→ **What is being asked**
Starting with the line that contains "bird's foot, the", write out each line through the end of the listing, unchanged. Output nothing else.

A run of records
— Start —
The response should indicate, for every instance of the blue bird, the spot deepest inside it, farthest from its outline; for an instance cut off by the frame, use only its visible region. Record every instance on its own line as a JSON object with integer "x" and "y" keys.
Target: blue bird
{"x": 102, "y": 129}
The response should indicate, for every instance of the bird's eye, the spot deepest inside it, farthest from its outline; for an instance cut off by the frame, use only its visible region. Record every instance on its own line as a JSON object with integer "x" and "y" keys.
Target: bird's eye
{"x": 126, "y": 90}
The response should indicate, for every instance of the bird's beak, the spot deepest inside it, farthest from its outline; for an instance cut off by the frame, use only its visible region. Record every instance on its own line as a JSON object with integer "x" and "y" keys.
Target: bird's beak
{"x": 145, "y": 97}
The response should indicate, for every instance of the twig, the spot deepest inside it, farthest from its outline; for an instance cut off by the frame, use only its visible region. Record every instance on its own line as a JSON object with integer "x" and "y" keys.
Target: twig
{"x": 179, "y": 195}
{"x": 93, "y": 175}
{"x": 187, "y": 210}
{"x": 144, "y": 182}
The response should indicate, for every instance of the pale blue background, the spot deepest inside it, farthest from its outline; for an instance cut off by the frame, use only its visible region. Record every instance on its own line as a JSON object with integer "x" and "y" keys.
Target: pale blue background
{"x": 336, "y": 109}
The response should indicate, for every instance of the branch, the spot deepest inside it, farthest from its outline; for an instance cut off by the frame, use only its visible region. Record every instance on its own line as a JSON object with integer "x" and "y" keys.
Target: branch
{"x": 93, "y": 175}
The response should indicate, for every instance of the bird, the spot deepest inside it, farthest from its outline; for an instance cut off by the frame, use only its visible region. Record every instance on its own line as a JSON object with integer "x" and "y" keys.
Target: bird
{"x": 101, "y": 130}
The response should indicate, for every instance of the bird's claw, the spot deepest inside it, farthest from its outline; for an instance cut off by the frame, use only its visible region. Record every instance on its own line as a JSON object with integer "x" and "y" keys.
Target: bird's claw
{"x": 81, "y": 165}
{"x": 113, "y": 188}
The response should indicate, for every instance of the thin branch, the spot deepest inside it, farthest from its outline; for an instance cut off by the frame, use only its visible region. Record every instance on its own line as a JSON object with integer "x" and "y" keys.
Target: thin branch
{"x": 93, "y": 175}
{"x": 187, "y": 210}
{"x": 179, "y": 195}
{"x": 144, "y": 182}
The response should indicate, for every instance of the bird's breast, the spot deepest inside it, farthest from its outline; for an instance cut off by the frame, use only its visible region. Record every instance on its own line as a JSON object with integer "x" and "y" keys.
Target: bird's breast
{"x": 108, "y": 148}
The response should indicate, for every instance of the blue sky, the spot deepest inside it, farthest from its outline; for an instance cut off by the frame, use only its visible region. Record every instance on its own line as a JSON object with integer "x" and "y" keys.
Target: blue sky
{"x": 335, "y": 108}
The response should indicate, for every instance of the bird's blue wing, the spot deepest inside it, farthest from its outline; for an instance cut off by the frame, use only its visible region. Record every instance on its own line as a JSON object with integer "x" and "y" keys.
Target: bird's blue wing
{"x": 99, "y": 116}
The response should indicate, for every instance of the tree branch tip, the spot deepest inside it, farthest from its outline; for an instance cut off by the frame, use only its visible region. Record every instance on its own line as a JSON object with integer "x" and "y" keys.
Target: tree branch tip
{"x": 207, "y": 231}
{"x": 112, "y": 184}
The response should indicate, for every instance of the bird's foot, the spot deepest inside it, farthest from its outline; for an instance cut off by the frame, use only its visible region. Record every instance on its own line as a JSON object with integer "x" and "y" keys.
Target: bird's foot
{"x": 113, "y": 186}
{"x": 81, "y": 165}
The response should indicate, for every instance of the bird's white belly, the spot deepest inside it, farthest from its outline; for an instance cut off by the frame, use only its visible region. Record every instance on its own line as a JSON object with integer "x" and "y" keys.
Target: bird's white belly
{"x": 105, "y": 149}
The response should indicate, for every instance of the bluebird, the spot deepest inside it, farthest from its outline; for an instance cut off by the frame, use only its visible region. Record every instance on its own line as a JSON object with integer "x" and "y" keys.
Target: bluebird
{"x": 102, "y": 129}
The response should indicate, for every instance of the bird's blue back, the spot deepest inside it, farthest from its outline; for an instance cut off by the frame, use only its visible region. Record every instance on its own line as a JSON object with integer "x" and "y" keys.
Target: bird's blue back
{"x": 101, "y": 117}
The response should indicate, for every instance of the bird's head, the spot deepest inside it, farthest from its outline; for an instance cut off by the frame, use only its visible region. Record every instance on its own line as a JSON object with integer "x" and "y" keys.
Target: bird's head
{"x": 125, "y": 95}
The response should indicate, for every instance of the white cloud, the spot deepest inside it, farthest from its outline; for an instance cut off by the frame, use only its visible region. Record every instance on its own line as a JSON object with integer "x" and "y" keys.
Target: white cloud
— End —
→ **Task answer**
The response should indicate, for every instance of the bird's foot, the spot deepest inside it, farthest from its outline; for an instance cut off by the frame, use only its visible region. Record every instance on its own line as a JSON object with integer "x" and "y" keys.
Target: bird's foot
{"x": 113, "y": 186}
{"x": 81, "y": 165}
The response should indicate, for every instance of the bird's white belly, the spot deepest inside it, farthest from its outline; for an instance cut off by the frame, use only its visible region. Record every instance on its own line as a JSON object with integer "x" and "y" keys.
Target: bird's white belly
{"x": 105, "y": 149}
The response should indicate, for every instance of the bluebird, the spot deepest inside it, farthest from its outline; for an instance cut off by the frame, use only its visible region. Record every instance on its own line as a JSON object with integer "x" and "y" keys.
Target: bluebird
{"x": 102, "y": 129}
The response should indicate, for every instance of the bird's blue back, the spot deepest inside it, farthest from its outline; for an instance cut off by the frame, use only its visible region. Record every instance on its own line as a JSON object with integer "x" and "y" keys.
Target: bird's blue back
{"x": 101, "y": 117}
The response should indicate, for every instance of the bird's head, the spot deepest inside it, farthest from its outline; for an instance cut off by the frame, use only its visible region. Record every instance on its own line as a JSON object with integer "x" and "y" keys.
Target: bird's head
{"x": 125, "y": 95}
The response should indicate, for every instance of the white cloud, the spot deepest inside it, farthest from its outline; for an instance cut off by the frame, use only its visible region. Record every instance on its own line as a JSON object with integer "x" and "y" keys.
Target: white cloud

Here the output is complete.